[EXERCISE DETAILS] All lines from the line containing "[locate] wooden deck" up to and including the last line of the listing below should be echoed exactly; no other lines belong in the response.

[Named-object pointing records]
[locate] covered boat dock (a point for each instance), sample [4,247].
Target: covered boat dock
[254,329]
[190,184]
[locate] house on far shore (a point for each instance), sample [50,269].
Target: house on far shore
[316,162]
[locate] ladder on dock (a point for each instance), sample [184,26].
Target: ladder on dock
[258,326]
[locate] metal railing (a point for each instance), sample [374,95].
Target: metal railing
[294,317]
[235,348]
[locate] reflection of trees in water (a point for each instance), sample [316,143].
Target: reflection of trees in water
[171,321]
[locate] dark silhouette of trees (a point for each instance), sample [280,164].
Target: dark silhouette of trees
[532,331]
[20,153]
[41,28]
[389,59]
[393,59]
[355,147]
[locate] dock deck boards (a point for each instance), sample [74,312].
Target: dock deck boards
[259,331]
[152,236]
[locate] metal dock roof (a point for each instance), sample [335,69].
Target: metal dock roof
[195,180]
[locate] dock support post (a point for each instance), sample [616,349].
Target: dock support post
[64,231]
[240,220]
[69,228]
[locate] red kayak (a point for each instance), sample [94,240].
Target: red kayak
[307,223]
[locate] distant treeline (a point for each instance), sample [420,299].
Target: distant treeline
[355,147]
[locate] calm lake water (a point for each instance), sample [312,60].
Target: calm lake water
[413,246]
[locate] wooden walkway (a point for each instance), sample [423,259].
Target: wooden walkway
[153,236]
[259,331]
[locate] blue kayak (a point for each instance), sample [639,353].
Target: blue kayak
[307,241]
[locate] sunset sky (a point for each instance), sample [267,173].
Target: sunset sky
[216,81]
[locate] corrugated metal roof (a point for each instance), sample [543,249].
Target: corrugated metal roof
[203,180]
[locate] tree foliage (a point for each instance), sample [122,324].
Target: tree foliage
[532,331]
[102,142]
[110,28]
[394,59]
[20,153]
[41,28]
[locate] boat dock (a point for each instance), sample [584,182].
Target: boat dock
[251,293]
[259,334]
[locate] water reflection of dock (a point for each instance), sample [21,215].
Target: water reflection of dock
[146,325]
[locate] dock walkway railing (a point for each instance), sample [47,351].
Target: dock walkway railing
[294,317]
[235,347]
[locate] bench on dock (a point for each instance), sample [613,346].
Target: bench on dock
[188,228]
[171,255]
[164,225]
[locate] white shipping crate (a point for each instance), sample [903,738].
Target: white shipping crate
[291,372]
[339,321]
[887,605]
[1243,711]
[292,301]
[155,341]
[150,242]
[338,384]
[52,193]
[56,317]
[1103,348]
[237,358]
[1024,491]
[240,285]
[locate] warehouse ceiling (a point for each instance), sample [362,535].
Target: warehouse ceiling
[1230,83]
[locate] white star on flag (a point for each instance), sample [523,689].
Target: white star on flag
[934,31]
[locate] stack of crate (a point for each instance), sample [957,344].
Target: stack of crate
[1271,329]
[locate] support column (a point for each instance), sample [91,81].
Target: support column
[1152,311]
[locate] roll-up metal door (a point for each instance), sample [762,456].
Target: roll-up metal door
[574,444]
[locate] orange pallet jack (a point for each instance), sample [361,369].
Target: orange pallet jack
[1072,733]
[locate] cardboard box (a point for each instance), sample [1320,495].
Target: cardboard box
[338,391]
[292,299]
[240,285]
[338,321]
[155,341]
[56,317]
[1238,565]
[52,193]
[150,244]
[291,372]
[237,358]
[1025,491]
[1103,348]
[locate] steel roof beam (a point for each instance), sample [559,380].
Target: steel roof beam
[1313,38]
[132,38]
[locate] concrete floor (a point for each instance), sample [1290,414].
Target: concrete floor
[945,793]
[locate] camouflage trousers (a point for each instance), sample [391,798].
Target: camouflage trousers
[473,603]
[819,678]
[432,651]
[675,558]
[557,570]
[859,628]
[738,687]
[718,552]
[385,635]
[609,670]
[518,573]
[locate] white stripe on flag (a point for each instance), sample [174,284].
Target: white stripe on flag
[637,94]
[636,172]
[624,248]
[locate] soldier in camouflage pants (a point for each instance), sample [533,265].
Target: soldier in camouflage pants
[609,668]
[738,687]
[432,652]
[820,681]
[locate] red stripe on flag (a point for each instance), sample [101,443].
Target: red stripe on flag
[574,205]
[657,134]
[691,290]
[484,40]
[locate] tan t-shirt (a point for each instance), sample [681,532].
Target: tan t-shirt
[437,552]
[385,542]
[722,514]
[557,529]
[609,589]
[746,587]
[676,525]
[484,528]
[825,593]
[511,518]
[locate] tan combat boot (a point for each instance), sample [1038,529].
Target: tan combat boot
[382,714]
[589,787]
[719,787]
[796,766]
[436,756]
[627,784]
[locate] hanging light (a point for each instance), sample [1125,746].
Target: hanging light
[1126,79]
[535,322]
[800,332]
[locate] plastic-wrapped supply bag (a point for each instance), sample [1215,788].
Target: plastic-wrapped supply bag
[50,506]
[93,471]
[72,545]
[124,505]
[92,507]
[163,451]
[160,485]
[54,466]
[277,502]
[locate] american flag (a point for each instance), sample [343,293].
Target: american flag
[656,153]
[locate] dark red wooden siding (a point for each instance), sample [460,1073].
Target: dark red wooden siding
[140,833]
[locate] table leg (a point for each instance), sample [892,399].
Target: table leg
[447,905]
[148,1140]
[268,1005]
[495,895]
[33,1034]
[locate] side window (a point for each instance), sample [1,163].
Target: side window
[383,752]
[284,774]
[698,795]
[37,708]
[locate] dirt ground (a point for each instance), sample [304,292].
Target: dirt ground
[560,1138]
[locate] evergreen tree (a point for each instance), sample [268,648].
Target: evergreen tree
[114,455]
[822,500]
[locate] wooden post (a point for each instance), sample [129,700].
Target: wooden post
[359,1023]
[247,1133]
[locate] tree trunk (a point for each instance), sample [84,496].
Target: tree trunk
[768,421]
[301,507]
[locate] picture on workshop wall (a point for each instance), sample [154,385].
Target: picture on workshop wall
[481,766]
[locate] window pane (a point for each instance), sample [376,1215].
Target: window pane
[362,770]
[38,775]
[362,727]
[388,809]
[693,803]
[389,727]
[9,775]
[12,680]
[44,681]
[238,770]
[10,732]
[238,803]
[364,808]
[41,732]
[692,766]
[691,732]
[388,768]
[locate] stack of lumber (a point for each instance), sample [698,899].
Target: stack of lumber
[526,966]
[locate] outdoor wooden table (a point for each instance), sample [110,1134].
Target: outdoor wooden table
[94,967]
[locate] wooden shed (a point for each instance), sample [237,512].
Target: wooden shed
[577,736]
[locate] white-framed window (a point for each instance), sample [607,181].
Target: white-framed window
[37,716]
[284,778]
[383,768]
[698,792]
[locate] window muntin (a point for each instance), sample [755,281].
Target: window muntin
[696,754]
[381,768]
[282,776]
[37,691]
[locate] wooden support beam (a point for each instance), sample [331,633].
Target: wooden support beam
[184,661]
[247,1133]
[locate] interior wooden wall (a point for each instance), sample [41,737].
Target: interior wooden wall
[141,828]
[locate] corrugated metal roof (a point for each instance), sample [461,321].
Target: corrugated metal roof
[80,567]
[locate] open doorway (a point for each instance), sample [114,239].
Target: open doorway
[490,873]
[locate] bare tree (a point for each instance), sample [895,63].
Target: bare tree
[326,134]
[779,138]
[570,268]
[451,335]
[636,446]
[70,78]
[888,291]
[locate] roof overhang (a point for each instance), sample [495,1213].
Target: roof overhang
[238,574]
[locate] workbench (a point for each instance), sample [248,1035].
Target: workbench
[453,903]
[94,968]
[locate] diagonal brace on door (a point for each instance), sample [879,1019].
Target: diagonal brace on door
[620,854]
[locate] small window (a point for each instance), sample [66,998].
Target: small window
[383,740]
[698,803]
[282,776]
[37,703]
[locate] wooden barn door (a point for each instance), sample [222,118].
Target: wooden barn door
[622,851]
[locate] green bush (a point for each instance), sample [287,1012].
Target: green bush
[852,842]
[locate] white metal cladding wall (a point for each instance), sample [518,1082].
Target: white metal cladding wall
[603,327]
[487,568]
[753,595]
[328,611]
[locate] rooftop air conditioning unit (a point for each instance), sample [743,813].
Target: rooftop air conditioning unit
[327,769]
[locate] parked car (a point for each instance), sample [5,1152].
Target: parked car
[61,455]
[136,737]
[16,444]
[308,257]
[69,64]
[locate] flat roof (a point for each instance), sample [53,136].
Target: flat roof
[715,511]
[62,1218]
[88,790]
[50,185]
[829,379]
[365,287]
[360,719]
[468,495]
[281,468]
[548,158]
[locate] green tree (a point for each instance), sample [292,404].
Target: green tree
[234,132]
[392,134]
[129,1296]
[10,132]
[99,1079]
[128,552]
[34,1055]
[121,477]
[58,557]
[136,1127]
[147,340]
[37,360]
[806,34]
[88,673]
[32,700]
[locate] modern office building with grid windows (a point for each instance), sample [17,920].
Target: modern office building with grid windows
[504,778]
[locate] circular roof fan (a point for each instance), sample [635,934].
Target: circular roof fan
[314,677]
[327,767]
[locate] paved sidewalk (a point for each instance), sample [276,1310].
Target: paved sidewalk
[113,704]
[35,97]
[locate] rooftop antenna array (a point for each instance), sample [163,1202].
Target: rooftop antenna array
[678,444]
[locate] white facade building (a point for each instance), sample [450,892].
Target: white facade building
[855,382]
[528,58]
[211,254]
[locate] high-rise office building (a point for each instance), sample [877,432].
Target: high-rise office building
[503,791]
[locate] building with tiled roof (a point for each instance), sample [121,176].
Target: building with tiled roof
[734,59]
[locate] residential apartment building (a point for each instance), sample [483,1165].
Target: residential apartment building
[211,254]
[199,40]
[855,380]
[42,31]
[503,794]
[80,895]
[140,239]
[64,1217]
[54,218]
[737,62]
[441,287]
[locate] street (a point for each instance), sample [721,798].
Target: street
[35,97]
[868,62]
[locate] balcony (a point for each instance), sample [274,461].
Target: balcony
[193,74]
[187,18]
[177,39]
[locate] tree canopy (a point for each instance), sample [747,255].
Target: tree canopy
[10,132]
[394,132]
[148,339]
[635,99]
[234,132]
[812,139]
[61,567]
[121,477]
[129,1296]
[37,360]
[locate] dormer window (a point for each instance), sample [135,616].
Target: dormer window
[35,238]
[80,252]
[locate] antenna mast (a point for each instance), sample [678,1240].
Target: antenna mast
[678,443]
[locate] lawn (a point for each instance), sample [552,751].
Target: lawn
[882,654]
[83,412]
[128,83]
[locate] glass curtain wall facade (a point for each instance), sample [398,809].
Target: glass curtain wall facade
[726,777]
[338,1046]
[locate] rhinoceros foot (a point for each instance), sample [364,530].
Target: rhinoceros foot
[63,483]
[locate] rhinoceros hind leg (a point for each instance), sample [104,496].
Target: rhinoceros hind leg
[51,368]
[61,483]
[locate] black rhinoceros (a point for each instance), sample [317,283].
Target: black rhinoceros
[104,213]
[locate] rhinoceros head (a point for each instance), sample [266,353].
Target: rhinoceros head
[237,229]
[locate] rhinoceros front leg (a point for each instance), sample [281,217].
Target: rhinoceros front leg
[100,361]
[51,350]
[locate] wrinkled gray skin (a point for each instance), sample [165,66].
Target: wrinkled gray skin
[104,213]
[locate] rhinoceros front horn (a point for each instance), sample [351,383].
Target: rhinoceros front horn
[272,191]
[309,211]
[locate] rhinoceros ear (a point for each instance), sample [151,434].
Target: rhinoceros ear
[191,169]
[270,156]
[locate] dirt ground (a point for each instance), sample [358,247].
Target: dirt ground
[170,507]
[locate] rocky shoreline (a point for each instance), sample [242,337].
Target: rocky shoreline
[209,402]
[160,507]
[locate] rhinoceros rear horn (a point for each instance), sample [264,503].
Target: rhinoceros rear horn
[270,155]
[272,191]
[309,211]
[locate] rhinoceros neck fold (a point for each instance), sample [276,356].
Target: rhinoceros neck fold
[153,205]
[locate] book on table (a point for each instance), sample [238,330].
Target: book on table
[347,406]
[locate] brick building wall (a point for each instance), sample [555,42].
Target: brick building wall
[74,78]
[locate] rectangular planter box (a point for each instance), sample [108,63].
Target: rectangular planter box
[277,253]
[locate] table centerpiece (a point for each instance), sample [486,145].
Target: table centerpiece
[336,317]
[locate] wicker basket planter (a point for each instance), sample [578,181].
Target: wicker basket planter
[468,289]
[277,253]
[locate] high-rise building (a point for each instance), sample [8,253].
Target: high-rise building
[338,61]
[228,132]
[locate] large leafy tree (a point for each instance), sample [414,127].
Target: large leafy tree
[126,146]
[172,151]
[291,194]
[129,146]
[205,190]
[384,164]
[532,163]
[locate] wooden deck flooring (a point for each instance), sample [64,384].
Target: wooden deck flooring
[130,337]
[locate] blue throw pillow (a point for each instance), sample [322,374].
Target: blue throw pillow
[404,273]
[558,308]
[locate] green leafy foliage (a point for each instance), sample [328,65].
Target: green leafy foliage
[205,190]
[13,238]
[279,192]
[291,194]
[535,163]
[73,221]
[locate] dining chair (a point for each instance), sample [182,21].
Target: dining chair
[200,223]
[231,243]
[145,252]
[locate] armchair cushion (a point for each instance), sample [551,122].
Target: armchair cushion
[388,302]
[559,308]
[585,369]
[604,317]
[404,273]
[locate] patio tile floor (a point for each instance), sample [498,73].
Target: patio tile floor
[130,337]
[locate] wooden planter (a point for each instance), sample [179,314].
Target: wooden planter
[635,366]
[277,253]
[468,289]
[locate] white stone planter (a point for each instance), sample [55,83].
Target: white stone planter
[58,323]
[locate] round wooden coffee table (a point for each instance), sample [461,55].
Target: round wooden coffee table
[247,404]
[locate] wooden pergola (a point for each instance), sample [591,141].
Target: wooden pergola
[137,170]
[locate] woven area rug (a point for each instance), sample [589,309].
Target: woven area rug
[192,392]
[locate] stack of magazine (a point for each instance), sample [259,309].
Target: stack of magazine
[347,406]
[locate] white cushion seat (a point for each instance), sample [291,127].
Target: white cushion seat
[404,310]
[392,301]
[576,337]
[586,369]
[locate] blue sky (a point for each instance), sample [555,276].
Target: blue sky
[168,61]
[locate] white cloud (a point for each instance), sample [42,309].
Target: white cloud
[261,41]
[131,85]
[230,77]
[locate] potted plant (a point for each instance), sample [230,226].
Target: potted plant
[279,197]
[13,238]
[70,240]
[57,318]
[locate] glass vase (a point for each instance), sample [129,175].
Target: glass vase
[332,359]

[FULL OUTPUT]
[locate] wooden deck flooring (a point for each instance), sample [64,384].
Target: wooden deck flooring
[130,337]
[locate] blue throw pillow (a point for each instance), sample [322,374].
Target: blue throw pillow
[404,273]
[558,308]
[locate] green leafy foliage (a point for each instance), sample [328,65].
Target: green leafy foliage
[205,190]
[13,238]
[279,192]
[291,194]
[535,163]
[73,221]
[locate] dining chair (a point for each instance), sample [182,21].
Target: dining chair
[200,223]
[231,243]
[145,252]
[locate] armchair cushion (a point for each instance), sample [551,122].
Target: armchair cushion
[388,302]
[559,308]
[585,369]
[604,317]
[404,273]
[locate] patio tile floor (a point for each instance), sample [498,73].
Target: patio tile floor
[130,337]
[locate] wooden planter (a point for each instance), sample [179,314].
Target: wooden planter
[635,366]
[277,253]
[468,289]
[locate] white stone planter (a point for each instance), sample [55,83].
Target: white stone planter
[58,323]
[locate] round wooden coffee table (a point for each instance), sample [461,55].
Target: round wooden coffee table
[247,404]
[locate] wooden pergola (a point for each instance), sample [591,141].
Target: wooden pergola
[137,170]
[locate] woven area rug (a point for each instance), sample [589,309].
Target: woven area rug
[192,392]
[locate] stack of magazine (a point for each instance), sample [259,309].
Target: stack of magazine
[347,406]
[locate] white cushion seat (a point for each instance), sample [291,127].
Target: white cushion seat
[404,310]
[392,301]
[576,337]
[586,369]
[locate] blue sky (a point for each instance), sample [555,276].
Target: blue sky
[168,61]
[locate] white cloud (a point for each instance), sample [42,309].
Target: white cloud
[261,41]
[131,85]
[230,77]
[locate] potted plant (a point for each instance), sample [230,226].
Target: potted plant
[279,197]
[13,238]
[70,240]
[57,318]
[locate] glass vase (a point for each instance), sample [129,175].
Target: glass vase
[332,359]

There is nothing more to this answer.